**PROBLEM DESCRIPTION**
Your task is to repeat, word for word, the line containing "of the flower" and all lines that follow it to the end of the material, and no other lines.

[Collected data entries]
........

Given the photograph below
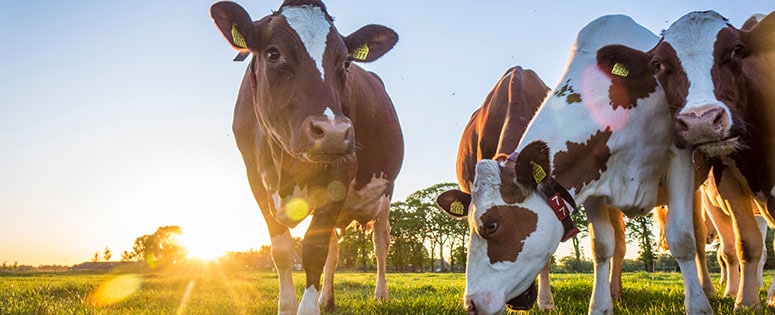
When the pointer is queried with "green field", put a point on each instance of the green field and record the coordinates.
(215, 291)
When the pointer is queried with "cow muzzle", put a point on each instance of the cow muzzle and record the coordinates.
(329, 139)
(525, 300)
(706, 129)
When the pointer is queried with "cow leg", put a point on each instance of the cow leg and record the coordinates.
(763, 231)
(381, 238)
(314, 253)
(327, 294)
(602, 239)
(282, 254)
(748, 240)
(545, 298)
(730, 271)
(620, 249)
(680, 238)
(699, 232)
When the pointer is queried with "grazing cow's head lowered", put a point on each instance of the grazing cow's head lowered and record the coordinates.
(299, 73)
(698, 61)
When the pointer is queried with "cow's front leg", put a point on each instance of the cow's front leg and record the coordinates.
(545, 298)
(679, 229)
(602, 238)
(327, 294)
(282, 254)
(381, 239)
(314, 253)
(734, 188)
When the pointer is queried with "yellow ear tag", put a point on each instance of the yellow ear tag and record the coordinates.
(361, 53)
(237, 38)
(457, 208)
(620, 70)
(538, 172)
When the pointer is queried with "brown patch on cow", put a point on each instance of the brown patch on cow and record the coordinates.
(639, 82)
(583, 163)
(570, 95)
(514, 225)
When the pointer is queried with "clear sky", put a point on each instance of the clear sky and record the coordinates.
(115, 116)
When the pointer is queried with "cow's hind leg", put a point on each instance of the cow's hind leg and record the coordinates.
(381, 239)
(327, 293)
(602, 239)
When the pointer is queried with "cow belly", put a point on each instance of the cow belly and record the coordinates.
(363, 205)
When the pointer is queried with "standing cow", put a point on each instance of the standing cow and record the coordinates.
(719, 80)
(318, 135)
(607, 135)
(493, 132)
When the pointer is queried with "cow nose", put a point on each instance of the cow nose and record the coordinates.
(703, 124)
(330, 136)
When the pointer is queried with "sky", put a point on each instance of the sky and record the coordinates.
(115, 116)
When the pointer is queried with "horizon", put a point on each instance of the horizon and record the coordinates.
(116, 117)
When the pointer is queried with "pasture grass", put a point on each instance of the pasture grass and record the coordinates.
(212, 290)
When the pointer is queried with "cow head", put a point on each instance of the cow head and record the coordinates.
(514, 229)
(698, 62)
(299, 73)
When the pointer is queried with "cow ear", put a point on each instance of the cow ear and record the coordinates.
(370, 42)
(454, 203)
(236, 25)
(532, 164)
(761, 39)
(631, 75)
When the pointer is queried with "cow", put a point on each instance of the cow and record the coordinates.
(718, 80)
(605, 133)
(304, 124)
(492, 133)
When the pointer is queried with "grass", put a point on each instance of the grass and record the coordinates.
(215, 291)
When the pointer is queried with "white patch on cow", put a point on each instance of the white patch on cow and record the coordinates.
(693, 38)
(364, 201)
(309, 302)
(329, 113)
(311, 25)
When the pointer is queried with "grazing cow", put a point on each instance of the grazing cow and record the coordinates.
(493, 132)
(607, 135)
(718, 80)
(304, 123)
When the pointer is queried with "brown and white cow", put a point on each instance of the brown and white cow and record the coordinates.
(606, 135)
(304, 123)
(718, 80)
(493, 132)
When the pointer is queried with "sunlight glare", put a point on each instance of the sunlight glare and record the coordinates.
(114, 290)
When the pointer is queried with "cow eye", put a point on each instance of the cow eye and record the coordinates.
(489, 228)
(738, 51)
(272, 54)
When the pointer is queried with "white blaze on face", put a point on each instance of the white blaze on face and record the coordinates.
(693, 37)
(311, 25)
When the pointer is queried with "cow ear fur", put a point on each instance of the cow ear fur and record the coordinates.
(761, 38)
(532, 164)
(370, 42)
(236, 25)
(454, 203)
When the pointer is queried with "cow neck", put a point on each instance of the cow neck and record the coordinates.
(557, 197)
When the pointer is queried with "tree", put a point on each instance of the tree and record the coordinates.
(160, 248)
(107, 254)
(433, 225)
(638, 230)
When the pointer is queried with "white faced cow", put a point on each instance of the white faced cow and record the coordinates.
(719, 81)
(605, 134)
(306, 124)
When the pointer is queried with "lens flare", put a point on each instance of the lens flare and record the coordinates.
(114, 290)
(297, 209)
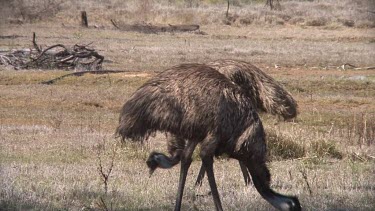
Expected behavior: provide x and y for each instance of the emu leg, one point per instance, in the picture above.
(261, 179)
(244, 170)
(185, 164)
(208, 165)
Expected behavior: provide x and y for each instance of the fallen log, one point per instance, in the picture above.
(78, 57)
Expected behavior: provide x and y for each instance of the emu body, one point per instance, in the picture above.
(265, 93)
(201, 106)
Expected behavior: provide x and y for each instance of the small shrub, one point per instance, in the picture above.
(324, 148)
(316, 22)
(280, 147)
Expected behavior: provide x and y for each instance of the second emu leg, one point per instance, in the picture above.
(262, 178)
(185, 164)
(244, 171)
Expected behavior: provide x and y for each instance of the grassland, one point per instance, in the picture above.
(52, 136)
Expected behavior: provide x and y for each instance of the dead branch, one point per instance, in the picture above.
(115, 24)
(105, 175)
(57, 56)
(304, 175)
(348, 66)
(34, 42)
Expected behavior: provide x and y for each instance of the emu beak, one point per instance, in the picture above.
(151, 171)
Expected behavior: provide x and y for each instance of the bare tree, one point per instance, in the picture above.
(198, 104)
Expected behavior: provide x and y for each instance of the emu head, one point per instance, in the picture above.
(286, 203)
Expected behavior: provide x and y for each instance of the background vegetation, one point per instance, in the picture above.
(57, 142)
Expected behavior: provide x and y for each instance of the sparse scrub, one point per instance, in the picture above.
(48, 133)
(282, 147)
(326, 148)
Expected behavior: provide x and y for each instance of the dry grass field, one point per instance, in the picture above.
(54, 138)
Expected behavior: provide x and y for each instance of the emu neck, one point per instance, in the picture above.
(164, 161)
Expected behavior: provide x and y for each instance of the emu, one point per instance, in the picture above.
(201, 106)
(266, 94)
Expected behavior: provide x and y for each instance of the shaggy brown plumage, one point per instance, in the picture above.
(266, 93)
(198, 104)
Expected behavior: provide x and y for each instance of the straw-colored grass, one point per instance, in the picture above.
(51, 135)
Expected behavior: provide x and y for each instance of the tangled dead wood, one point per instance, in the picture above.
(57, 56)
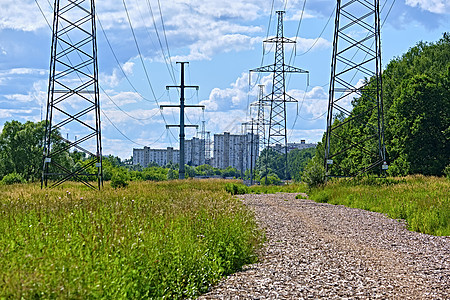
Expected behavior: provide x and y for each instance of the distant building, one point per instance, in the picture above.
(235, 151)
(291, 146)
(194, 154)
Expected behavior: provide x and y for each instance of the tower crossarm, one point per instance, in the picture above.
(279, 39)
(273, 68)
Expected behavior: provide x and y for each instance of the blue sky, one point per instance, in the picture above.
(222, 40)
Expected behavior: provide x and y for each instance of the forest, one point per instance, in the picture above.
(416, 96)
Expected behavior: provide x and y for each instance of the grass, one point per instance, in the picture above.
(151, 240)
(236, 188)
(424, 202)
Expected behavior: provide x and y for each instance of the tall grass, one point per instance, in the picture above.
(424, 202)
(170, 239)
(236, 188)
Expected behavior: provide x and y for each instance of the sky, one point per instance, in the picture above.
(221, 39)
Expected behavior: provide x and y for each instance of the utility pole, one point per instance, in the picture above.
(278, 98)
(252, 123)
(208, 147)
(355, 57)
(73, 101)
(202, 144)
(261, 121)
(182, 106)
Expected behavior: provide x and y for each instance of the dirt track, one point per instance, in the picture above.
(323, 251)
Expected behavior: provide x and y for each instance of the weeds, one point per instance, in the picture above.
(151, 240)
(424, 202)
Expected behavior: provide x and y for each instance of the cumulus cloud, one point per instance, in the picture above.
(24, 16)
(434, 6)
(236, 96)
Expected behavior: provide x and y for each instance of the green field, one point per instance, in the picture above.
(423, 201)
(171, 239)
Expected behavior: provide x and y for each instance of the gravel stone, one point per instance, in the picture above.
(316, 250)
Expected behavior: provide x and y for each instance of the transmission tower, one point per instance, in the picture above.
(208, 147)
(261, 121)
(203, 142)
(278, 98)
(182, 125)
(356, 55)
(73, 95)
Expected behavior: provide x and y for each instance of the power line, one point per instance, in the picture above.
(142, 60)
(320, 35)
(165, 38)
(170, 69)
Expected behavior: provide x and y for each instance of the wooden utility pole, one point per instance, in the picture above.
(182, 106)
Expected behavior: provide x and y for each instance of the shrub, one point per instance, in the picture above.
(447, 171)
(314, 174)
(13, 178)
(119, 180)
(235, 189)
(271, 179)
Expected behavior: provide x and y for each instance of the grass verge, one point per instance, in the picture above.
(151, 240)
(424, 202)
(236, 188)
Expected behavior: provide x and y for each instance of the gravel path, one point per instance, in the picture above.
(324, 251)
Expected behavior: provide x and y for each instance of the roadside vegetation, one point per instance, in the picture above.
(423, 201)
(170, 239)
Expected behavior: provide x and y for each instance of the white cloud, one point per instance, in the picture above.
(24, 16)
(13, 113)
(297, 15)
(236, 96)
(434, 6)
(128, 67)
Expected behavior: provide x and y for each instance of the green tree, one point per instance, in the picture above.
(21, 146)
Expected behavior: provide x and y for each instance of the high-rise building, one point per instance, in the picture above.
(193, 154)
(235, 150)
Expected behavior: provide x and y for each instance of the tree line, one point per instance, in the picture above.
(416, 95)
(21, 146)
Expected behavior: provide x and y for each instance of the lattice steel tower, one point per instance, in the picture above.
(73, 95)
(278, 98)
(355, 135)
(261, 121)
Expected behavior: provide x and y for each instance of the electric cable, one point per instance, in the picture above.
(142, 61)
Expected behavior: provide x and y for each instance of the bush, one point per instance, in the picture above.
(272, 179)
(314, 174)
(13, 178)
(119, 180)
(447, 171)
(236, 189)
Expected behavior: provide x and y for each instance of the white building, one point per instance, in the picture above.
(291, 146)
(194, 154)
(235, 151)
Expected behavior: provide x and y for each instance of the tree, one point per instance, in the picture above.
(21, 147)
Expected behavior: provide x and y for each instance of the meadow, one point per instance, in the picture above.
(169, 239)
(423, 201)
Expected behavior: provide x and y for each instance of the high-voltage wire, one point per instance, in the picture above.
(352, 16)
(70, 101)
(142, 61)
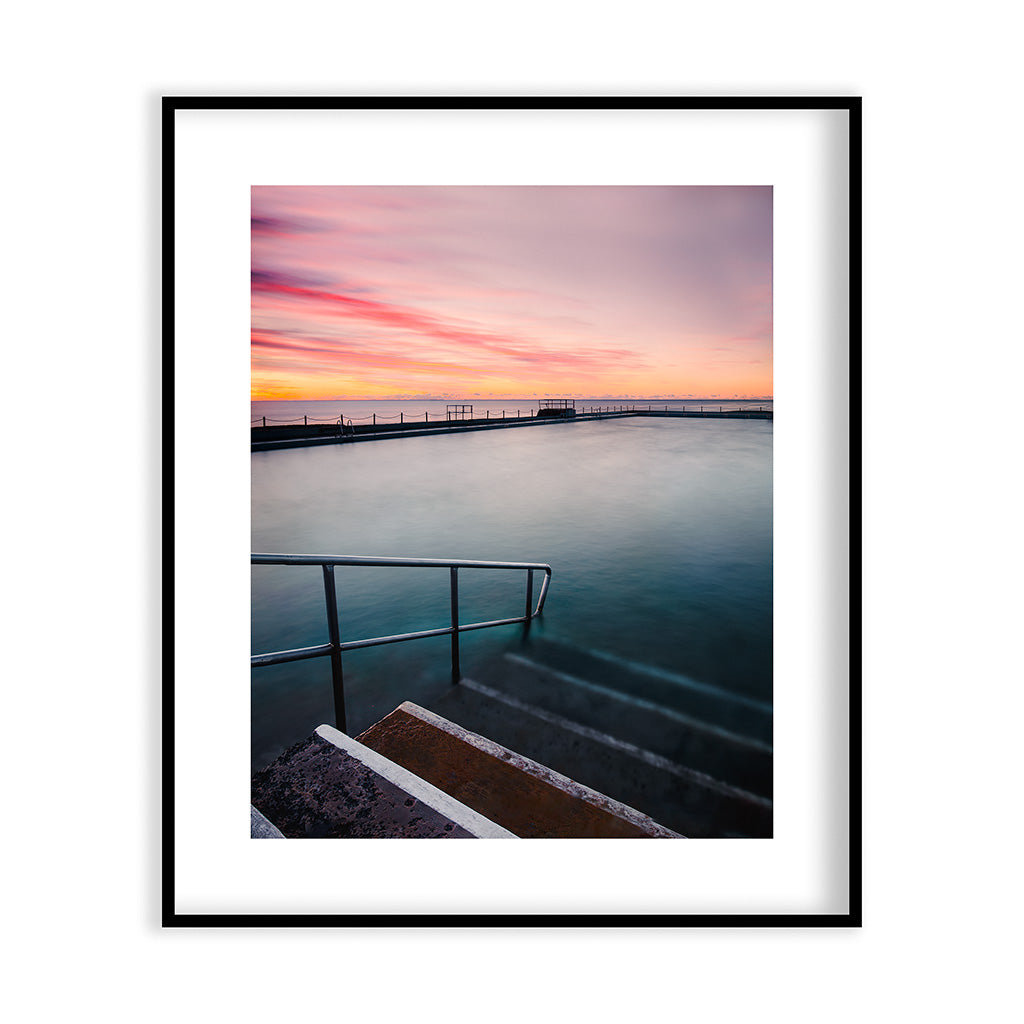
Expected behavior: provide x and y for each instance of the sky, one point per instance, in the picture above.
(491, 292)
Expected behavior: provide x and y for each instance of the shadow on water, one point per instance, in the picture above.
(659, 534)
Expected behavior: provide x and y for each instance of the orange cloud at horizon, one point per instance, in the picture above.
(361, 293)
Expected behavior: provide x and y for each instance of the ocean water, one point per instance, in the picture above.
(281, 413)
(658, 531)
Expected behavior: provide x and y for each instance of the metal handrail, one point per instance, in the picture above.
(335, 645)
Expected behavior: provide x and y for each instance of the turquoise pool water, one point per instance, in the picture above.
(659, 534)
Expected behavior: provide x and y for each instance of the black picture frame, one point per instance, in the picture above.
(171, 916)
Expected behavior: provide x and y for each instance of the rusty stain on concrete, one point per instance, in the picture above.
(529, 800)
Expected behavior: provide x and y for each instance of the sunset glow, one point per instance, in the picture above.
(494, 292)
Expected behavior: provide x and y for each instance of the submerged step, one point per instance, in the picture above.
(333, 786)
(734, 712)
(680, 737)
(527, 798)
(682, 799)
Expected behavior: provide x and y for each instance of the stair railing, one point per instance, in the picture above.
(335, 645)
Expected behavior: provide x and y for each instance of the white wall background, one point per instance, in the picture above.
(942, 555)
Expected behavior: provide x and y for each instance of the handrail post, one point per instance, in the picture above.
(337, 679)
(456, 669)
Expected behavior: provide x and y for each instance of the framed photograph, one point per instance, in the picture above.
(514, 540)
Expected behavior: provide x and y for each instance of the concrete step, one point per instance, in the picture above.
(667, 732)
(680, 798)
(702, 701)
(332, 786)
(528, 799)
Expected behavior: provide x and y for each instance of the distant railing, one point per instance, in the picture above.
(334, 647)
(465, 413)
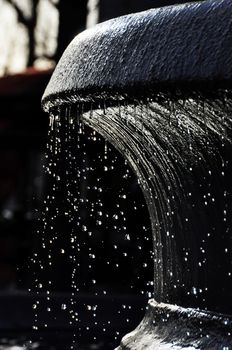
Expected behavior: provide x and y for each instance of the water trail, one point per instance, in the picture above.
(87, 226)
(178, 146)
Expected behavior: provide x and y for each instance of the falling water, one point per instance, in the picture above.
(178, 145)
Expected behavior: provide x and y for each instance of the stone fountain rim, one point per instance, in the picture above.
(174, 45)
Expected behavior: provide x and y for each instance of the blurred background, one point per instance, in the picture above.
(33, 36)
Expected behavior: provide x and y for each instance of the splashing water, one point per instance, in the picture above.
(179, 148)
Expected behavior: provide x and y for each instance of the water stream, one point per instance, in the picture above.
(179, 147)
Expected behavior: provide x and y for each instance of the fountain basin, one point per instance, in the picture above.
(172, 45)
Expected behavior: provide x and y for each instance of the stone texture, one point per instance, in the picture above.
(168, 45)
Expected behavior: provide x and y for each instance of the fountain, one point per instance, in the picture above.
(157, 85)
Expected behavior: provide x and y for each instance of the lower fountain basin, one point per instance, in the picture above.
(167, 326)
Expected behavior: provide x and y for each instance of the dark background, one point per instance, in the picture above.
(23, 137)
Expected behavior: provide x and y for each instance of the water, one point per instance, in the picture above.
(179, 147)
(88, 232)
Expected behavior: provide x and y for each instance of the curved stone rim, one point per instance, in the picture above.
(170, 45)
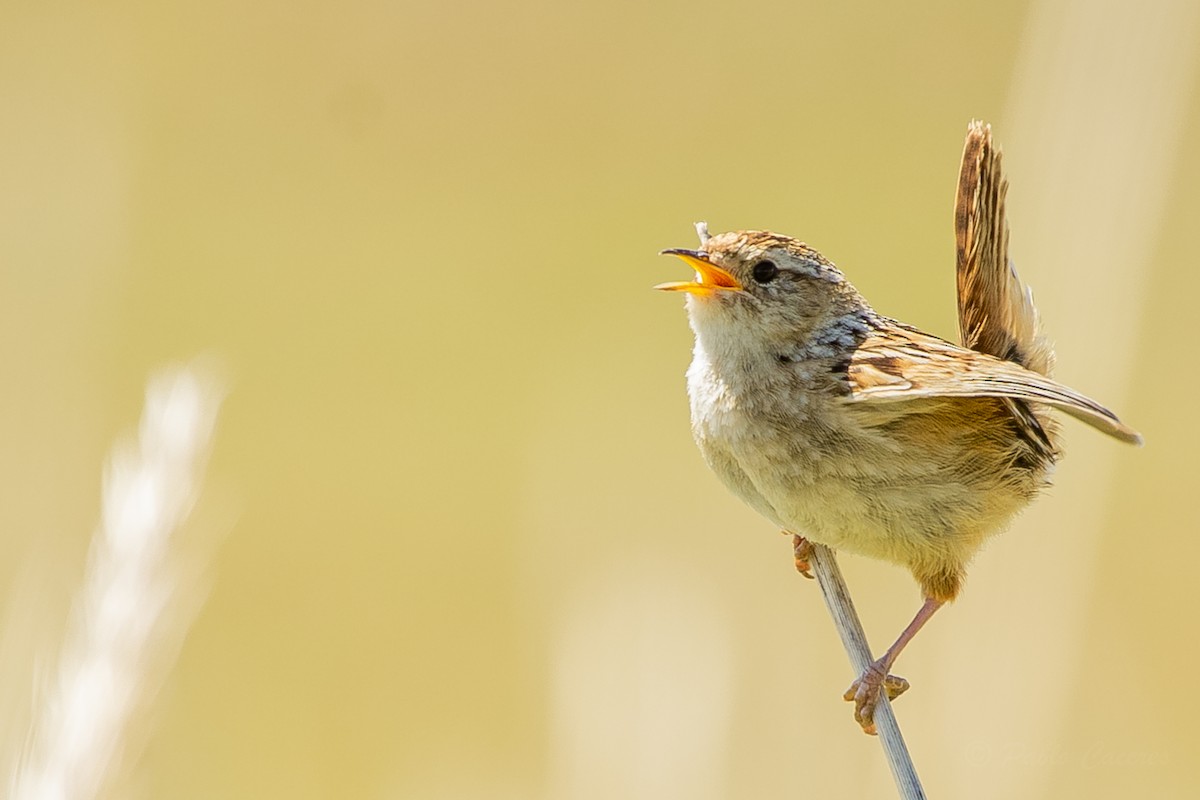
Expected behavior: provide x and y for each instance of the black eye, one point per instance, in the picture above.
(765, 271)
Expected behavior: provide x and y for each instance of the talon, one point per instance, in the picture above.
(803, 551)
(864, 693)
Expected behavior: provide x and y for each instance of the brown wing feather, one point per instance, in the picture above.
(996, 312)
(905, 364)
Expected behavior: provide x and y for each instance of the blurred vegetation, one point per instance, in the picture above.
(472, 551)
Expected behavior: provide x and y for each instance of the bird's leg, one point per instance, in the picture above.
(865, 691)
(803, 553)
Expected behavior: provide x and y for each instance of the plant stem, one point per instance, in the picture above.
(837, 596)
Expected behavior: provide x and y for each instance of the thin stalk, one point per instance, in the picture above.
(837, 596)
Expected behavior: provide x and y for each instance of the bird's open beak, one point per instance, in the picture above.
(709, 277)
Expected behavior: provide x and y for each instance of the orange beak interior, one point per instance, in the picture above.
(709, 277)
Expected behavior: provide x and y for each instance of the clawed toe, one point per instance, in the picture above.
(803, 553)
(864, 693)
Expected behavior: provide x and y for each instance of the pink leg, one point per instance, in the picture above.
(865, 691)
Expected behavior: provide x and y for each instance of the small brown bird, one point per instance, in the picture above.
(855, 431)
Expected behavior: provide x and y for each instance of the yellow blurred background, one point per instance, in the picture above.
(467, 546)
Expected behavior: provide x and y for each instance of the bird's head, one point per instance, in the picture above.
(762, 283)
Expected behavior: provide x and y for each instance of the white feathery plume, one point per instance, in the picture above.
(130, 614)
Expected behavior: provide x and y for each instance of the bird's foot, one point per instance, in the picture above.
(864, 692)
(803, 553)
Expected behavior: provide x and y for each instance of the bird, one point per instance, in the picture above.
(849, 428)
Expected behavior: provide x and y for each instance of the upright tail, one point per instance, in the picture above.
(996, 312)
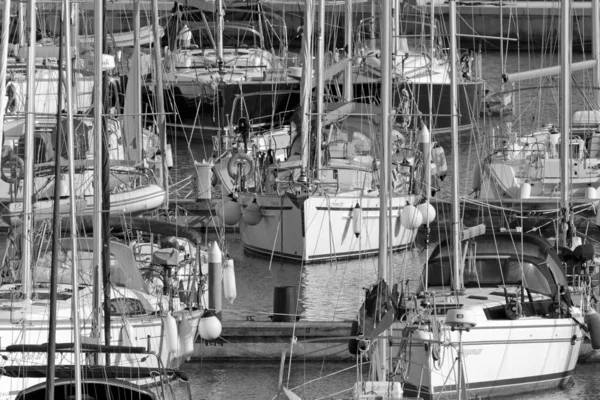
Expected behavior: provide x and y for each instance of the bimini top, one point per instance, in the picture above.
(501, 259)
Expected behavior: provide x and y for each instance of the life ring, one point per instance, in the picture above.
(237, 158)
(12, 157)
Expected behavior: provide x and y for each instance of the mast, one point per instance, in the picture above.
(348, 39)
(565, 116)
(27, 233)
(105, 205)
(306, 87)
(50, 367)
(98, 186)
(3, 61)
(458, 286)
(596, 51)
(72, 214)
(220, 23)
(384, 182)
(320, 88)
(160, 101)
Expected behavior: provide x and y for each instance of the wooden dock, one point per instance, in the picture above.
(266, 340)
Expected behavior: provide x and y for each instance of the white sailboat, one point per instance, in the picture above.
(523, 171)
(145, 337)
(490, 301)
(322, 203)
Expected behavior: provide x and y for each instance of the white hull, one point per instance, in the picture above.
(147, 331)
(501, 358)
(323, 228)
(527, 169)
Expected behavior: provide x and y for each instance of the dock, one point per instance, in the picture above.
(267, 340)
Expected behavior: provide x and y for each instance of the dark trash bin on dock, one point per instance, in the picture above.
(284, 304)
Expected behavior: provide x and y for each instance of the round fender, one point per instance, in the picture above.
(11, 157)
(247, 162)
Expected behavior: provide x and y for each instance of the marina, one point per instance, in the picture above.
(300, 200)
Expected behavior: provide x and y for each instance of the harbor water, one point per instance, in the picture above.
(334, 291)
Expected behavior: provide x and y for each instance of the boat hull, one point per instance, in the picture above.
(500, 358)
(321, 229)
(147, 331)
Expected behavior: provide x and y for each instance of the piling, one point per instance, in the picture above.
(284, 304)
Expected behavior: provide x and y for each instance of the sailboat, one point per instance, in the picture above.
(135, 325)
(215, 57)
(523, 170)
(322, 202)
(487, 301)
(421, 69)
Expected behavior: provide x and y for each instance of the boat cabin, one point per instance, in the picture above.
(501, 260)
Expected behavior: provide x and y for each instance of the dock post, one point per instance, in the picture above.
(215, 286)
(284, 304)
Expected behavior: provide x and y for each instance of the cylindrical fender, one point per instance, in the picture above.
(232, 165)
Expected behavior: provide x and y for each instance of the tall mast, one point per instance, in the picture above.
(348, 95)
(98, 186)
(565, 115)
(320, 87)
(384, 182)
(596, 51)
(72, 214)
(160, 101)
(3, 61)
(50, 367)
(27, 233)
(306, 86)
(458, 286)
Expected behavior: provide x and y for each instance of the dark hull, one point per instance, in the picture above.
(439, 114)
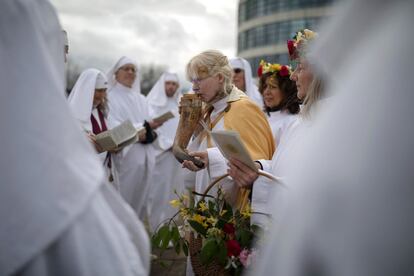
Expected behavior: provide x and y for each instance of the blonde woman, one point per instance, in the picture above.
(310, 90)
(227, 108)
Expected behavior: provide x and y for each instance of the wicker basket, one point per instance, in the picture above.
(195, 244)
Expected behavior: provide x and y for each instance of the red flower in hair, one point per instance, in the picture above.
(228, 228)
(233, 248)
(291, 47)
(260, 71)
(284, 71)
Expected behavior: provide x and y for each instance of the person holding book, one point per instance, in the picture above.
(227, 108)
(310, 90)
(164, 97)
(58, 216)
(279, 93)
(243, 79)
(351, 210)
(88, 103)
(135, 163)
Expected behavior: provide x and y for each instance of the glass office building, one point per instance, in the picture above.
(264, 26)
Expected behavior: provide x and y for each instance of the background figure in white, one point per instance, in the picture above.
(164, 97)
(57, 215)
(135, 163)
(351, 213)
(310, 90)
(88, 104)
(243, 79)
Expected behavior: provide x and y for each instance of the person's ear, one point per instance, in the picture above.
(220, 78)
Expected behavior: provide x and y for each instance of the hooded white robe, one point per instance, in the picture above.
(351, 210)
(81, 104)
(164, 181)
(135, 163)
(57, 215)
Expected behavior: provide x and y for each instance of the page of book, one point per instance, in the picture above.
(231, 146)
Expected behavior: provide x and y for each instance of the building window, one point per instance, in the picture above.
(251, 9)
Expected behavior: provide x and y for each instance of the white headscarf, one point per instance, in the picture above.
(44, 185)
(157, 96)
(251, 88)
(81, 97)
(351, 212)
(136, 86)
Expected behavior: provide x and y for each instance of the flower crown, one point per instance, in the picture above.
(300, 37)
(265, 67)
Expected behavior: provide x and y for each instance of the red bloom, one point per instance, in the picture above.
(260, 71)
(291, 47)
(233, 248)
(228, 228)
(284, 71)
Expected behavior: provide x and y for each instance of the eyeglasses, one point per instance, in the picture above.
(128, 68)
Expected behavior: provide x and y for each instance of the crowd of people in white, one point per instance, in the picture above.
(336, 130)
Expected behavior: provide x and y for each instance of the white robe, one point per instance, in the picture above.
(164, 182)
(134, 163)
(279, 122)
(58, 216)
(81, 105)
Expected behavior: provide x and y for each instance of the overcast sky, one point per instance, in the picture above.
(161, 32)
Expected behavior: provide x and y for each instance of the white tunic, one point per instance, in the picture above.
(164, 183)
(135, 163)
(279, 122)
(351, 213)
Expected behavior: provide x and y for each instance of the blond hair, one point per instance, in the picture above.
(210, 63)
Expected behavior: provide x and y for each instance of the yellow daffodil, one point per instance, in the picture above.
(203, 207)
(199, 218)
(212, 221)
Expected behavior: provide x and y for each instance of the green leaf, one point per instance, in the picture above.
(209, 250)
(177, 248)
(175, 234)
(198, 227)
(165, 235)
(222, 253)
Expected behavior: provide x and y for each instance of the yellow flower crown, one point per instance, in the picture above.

........

**RESPONSE TO THE TASK**
Expected behavior: provide x and y for each instance of the flower crown, one point per instance, in the picture above.
(300, 37)
(265, 67)
Expected behavior: provide x and y for each instance of the red bloom, one point per instance, in the picture above.
(260, 71)
(291, 47)
(233, 248)
(228, 228)
(284, 71)
Expected behavior: provide x and y for each instance of the eyeglasses, one point per instance, in the picture above.
(128, 68)
Expected behavior: provide x and y for each instance of the crowd of people in white, one point per instance, in the picture above.
(336, 130)
Expected behavior: provide x and y for each instance of the white robe, one point per instance, in the picture above.
(164, 182)
(134, 163)
(279, 122)
(58, 216)
(81, 105)
Expected behavior: provide x and y for each instance of the overcast sky, one point per instance, in the picture above.
(161, 32)
Expected behavior: provide x and y for each instance of the white tunic, one point per instance, in the picture above.
(164, 183)
(135, 163)
(279, 122)
(351, 213)
Expected behavior: provide x and y for each instance of the blond hair, one point per instance, in the picture above.
(210, 63)
Expected behavior: provide x and y for each instance of the yellow daffodil, one point per instance, in the picture above.
(203, 207)
(199, 218)
(212, 221)
Expected behavior: provide x and y for each instance of the green leaf, one point per instance, in the picture above.
(209, 250)
(177, 248)
(175, 234)
(198, 227)
(165, 235)
(222, 253)
Expected behavior: provide x and y for each instance of the yellow flower crown, one point per instance, in the picture above.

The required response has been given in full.